* **Required action**
Repeat every entry exactly. Leave nothing out.

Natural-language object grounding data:

**********

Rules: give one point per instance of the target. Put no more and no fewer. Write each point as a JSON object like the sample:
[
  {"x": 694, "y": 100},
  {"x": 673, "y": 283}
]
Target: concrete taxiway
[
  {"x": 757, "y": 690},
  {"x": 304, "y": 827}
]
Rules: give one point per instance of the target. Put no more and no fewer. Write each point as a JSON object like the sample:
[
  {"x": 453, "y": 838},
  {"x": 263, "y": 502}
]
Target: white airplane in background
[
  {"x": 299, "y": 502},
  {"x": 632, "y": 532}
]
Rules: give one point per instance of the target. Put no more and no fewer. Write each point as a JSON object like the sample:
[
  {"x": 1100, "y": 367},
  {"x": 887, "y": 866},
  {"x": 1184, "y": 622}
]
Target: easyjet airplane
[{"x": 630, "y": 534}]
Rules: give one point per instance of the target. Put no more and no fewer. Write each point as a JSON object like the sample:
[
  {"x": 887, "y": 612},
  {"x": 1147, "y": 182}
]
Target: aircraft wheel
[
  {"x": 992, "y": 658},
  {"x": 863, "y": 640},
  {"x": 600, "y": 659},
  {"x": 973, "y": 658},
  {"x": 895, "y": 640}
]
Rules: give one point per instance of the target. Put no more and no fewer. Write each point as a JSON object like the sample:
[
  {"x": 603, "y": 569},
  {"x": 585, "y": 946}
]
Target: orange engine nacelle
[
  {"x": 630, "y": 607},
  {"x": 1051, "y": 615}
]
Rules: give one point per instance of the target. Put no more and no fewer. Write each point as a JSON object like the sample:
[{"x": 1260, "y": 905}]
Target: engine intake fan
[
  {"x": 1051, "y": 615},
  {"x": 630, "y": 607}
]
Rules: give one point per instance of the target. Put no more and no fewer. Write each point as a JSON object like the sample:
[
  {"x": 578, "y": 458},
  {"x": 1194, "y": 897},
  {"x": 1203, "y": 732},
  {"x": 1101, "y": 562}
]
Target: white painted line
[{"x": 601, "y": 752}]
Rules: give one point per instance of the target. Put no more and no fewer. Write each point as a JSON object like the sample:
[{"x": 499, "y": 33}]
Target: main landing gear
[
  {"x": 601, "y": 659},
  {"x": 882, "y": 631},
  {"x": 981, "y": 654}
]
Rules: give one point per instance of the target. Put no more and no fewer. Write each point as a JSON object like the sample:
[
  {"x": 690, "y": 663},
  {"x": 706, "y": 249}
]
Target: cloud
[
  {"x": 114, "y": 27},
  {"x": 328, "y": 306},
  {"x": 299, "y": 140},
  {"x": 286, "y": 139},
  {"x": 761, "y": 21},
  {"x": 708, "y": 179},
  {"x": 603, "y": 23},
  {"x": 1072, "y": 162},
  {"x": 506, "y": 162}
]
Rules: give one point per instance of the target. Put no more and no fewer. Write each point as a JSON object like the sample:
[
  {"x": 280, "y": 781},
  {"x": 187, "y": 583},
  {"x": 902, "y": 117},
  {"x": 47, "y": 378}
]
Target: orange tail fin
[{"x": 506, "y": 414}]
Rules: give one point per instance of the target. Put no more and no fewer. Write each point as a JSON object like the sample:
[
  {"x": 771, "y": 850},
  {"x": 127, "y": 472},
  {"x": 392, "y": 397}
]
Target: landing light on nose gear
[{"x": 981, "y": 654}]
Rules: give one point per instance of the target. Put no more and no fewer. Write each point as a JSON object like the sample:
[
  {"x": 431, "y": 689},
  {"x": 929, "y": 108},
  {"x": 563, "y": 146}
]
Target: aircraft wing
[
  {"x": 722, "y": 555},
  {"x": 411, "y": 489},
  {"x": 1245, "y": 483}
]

**********

* **Solution to the exercise**
Rules: give one point per instance of the target. Put no more and no fewer. Write each point as a JSON object like the sample:
[
  {"x": 694, "y": 100},
  {"x": 673, "y": 283}
]
Target: concrete taxiway
[
  {"x": 757, "y": 690},
  {"x": 304, "y": 827}
]
Rules: give one point per instance of the target. Put no more and no fewer. Write each point as a JSON object like the sample:
[
  {"x": 453, "y": 838},
  {"x": 263, "y": 502}
]
Target: white airplane in background
[
  {"x": 299, "y": 502},
  {"x": 632, "y": 532}
]
Rules: give one point per instance of the target. Put no more and no fewer. Write each point as a JSON object like the sample:
[
  {"x": 1100, "y": 367},
  {"x": 887, "y": 866},
  {"x": 1184, "y": 622}
]
Target: easyjet airplane
[{"x": 630, "y": 534}]
Rules: give one point per instance of the target. Put no more and no fewer. Write each point as a JSON object like the sample:
[
  {"x": 887, "y": 612},
  {"x": 1147, "y": 182}
]
Target: aircraft wheel
[
  {"x": 992, "y": 658},
  {"x": 863, "y": 640},
  {"x": 600, "y": 659},
  {"x": 973, "y": 658},
  {"x": 895, "y": 640}
]
Rules: give one point per instance of the target. Put no more and no fewer. Write each point as a JSON object like the sample:
[
  {"x": 603, "y": 569},
  {"x": 585, "y": 946}
]
Target: orange engine nacelle
[
  {"x": 630, "y": 607},
  {"x": 1051, "y": 615}
]
Rules: give one point per instance of the target. Put no more and no fewer. Write each point as a JSON object like the sample:
[{"x": 1260, "y": 905}]
Target: engine intake fan
[
  {"x": 1051, "y": 615},
  {"x": 630, "y": 607}
]
Rules: give one point per instance of the target. Put no more and no fewer. Write each point as a JSON object like the sample:
[
  {"x": 578, "y": 458},
  {"x": 1194, "y": 897},
  {"x": 1203, "y": 732},
  {"x": 1101, "y": 562}
]
Target: white painted line
[{"x": 601, "y": 752}]
Rules: give one point per instance of the target. Put no more and no fewer. Write each point as a JSON object like the sample:
[{"x": 499, "y": 33}]
Target: main landing gear
[
  {"x": 601, "y": 659},
  {"x": 882, "y": 631},
  {"x": 981, "y": 654}
]
Rules: give one point per instance of the target. Put no more and no fewer. Write each point as a JSON object like the sample:
[
  {"x": 690, "y": 663},
  {"x": 706, "y": 249}
]
Target: cloud
[
  {"x": 114, "y": 27},
  {"x": 328, "y": 306},
  {"x": 299, "y": 140},
  {"x": 286, "y": 139},
  {"x": 761, "y": 21},
  {"x": 708, "y": 179},
  {"x": 603, "y": 23},
  {"x": 1072, "y": 162},
  {"x": 506, "y": 162}
]
Rules: give one point per instance of the target. Put no more and no fewer. Write each point as a JSON object like the sample:
[
  {"x": 280, "y": 781},
  {"x": 187, "y": 583},
  {"x": 902, "y": 117},
  {"x": 47, "y": 378}
]
Target: orange tail fin
[{"x": 506, "y": 414}]
Rules: give one point per instance of the target. Put no more and no fewer. Write each point as a JSON object like the sample:
[
  {"x": 771, "y": 850},
  {"x": 127, "y": 472},
  {"x": 392, "y": 397}
]
Target: landing light on nose gear
[{"x": 981, "y": 654}]
Rules: give one point per instance of the target. Put no more and no fewer. Write each point as a JSON object like the sample:
[
  {"x": 431, "y": 689},
  {"x": 929, "y": 108},
  {"x": 563, "y": 146}
]
Target: aircraft wing
[
  {"x": 722, "y": 555},
  {"x": 411, "y": 489},
  {"x": 1245, "y": 483}
]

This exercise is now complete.